SHORT EXERCISE: Write out the data again in full, exactly as it reads.
################
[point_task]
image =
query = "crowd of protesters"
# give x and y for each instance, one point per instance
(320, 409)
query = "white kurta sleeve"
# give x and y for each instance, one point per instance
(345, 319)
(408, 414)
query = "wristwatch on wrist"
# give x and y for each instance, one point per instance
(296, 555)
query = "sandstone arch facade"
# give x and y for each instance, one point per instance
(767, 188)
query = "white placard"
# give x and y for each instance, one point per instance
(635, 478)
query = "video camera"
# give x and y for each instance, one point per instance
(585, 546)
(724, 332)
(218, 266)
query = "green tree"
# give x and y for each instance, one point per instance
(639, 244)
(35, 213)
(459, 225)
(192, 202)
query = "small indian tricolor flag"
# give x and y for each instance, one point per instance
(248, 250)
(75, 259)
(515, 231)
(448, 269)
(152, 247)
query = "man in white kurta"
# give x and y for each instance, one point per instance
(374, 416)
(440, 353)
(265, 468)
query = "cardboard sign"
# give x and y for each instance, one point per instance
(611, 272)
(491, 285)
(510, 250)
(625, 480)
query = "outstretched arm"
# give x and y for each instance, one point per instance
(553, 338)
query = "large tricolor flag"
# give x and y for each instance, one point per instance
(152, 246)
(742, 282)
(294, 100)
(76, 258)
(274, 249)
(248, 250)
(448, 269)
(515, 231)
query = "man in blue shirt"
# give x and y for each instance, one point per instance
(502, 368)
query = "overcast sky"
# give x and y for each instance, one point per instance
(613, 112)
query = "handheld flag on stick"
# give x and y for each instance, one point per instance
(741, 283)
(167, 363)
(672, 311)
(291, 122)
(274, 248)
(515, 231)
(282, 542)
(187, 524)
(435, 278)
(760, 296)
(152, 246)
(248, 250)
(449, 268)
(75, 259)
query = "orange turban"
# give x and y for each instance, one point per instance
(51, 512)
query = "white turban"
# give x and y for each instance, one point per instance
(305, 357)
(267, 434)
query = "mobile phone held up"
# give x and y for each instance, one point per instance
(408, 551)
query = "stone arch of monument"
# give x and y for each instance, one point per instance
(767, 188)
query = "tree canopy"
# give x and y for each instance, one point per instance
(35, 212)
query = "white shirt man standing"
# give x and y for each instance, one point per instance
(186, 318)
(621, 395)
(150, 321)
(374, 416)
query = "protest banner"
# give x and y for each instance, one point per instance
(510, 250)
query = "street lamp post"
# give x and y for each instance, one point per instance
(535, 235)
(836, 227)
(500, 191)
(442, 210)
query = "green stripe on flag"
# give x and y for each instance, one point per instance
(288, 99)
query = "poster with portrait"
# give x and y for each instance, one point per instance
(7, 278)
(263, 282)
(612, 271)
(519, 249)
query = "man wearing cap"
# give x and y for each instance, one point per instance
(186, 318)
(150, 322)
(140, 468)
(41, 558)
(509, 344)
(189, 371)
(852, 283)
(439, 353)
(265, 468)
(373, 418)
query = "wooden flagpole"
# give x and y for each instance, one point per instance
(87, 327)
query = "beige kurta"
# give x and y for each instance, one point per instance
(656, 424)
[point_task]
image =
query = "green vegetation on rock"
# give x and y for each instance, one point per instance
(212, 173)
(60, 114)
################
REPLY:
[point_task]
image =
query = "crowd of protesters"
# give x and y for each instance, one point per instance
(320, 409)
query = "white kurta sleeve"
# give x and y for each instance, one point per instance
(345, 319)
(408, 414)
query = "wristwatch on wrist"
# give x and y for each instance, one point per instance
(296, 555)
query = "sandstone arch facade"
# give x and y for each instance, one point per instance
(767, 188)
query = "white placard"
# give x and y for each instance, one point per instance
(635, 478)
query = "video camera"
# give x and y for each instance, one point per instance
(585, 546)
(724, 332)
(218, 266)
query = "green tree"
# give x and y for each instance, one point per instance
(639, 244)
(35, 213)
(459, 225)
(192, 202)
query = "small indian tricolor flag"
# give x and y for each instance, one point per instance
(248, 250)
(75, 259)
(515, 231)
(448, 269)
(152, 247)
query = "man in white kurta"
# give x and y for each instance, one point per instance
(374, 416)
(440, 353)
(265, 468)
query = "cardboard sign"
# give x and y for each instance, one point per instance
(611, 272)
(491, 285)
(510, 250)
(625, 480)
query = "outstretched arm"
# give x and y for each instance, one point per instance
(553, 338)
query = "large tricolor flag"
# give x and y for each instance, one point per instance
(152, 246)
(742, 282)
(294, 100)
(76, 258)
(274, 249)
(248, 250)
(448, 269)
(515, 231)
query = "man in blue shirt"
# give x and y for each instance, one point per instance
(502, 368)
query = "overcast sky"
# give x and y for each instance, one point per instance
(613, 112)
query = "handheld flag on stick"
# give x and y for each instance, one point per instance
(741, 283)
(167, 363)
(672, 311)
(291, 122)
(274, 248)
(515, 231)
(282, 542)
(187, 524)
(435, 278)
(760, 296)
(152, 246)
(248, 250)
(449, 268)
(75, 259)
query = "orange turban"
# give x and y for each instance, one point per instance
(51, 512)
query = "white turban"
# give x and y for each instance, one point per instance
(305, 357)
(267, 434)
query = "mobile phone held up"
# give x and y for each instance, one point per instance
(408, 551)
query = "stone arch of monument"
# give x and y for each instance, one point per instance
(767, 188)
query = "tree canopy"
# give x and y for each instance, one point per instance
(35, 212)
query = "white shirt man standing"
# give x and y for each instance, one point per instance
(186, 318)
(621, 395)
(150, 321)
(374, 416)
query = "protest banner"
# give x and y for each instance, one point per instance
(510, 250)
query = "street lamp post"
# give x and y for each instance, one point per instance
(535, 235)
(836, 227)
(500, 191)
(442, 210)
query = "green stripe on flag"
# give x and y for each instance, one point per instance
(288, 99)
query = "poster with portrait"
# give x and y for each instance, one point per instance
(7, 278)
(263, 282)
(612, 271)
(519, 249)
query = "man wearing cap"
# give x and y for each instance, one point per instance
(186, 318)
(150, 322)
(140, 468)
(41, 558)
(509, 344)
(189, 371)
(852, 283)
(439, 353)
(265, 468)
(373, 418)
query = "wooden flagpole"
# give x and y for each instance, one point per instance
(87, 327)
query = "beige kurta"
# give x and y for each instance, one point per instance
(656, 424)
[point_task]
image =
query = "green vegetation on rock"
# give x and y for each instance, one point per instance
(212, 173)
(60, 114)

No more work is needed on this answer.